→ EXERCISE
Write out the records again, exactly, leaving none out.

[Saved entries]

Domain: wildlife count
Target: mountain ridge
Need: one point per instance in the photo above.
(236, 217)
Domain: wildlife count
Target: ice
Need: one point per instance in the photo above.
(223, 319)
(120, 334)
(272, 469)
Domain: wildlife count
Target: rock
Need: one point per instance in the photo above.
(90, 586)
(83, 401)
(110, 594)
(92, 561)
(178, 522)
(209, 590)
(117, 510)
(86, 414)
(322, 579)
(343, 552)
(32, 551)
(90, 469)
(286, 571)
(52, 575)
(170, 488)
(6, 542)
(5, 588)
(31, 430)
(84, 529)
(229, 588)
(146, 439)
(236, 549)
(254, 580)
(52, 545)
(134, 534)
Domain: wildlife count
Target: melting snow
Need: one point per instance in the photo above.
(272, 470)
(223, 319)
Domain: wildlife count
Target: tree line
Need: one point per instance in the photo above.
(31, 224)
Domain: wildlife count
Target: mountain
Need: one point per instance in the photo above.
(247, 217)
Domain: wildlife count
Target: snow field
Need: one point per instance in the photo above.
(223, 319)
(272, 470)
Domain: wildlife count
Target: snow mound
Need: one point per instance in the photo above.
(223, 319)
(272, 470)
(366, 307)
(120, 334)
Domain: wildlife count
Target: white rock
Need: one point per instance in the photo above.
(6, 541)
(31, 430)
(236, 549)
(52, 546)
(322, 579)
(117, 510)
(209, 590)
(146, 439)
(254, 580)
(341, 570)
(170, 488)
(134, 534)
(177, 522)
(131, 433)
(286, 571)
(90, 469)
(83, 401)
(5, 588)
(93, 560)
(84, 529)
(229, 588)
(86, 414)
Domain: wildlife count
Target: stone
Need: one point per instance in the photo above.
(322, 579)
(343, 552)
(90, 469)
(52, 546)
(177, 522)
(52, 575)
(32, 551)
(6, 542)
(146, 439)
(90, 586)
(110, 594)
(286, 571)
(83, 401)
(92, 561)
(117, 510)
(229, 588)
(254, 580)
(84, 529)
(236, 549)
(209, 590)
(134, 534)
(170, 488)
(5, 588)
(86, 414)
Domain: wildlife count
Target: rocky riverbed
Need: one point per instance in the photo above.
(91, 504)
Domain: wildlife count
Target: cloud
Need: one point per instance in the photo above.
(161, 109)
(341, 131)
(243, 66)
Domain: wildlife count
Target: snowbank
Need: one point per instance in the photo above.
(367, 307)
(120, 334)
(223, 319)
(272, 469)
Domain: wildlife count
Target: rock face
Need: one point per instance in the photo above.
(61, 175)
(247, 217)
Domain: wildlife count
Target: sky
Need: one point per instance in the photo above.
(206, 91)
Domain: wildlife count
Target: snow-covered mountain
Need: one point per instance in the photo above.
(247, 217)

→ OUTPUT BELOW
Domain: wildlife count
Target: mountain ridge
Need: one point per instance in the photo above.
(236, 217)
Domain: wildlife count
Target: ice
Need: one point per instance in the photo above.
(223, 319)
(120, 334)
(272, 469)
Domain: wildlife count
Target: rock
Need: one point per instance in the photo above.
(90, 586)
(83, 401)
(110, 594)
(92, 561)
(178, 522)
(209, 590)
(117, 510)
(86, 414)
(322, 579)
(343, 552)
(32, 551)
(90, 469)
(286, 571)
(52, 575)
(170, 488)
(6, 542)
(5, 588)
(31, 430)
(84, 529)
(229, 588)
(146, 439)
(236, 549)
(254, 580)
(52, 545)
(134, 534)
Domain: wildlife count
Target: melting snow
Need: one point per instance in the photo above.
(272, 470)
(223, 319)
Domain: wildlife count
Target: tree line
Need: one point per instance in the photo above.
(31, 224)
Domain: wildlife count
Target: mountain
Need: one point per instance in the photo above.
(247, 217)
Domain: wildlife count
Target: snow field
Need: one point per instance in the photo above.
(223, 319)
(272, 470)
Domain: wildlife count
Target: snow mound
Need: one point per instance in the photo above.
(223, 319)
(272, 470)
(366, 307)
(120, 334)
Domain: wildlife count
Target: white rock
Need: one point per instance in the photo above.
(6, 541)
(31, 430)
(236, 549)
(52, 546)
(322, 579)
(117, 510)
(209, 590)
(146, 439)
(254, 580)
(341, 570)
(170, 488)
(134, 534)
(177, 522)
(131, 433)
(286, 571)
(90, 469)
(83, 401)
(5, 588)
(93, 560)
(84, 529)
(229, 588)
(86, 414)
Domain: wildlife count
Target: stone
Need: one point per instance in the photo above.
(322, 579)
(343, 552)
(90, 469)
(52, 546)
(177, 522)
(52, 575)
(32, 551)
(6, 542)
(146, 439)
(90, 586)
(110, 594)
(286, 571)
(83, 401)
(92, 561)
(117, 510)
(229, 588)
(254, 580)
(84, 529)
(236, 549)
(209, 590)
(134, 534)
(170, 488)
(5, 588)
(86, 414)
Domain: wildlife count
Target: rocky riverbed
Need: one point per instance in the photo above.
(91, 504)
Domain: wildlife count
Target: cloud
Need: one point per instance in the photo above.
(161, 109)
(341, 131)
(243, 66)
Domain: wildlife count
Target: snowbank
Need: one point per instance in the photo above.
(367, 307)
(120, 334)
(223, 319)
(272, 469)
Domain: wildlife count
Target: rock face
Need: one point per instance in the photo above.
(61, 175)
(247, 217)
Domain: wildlife count
Target: sky
Need: one point per instance in the photo above.
(206, 91)
Domain: wildlife count
Target: snow-covered mountain
Need: one point per instance in the photo above.
(247, 217)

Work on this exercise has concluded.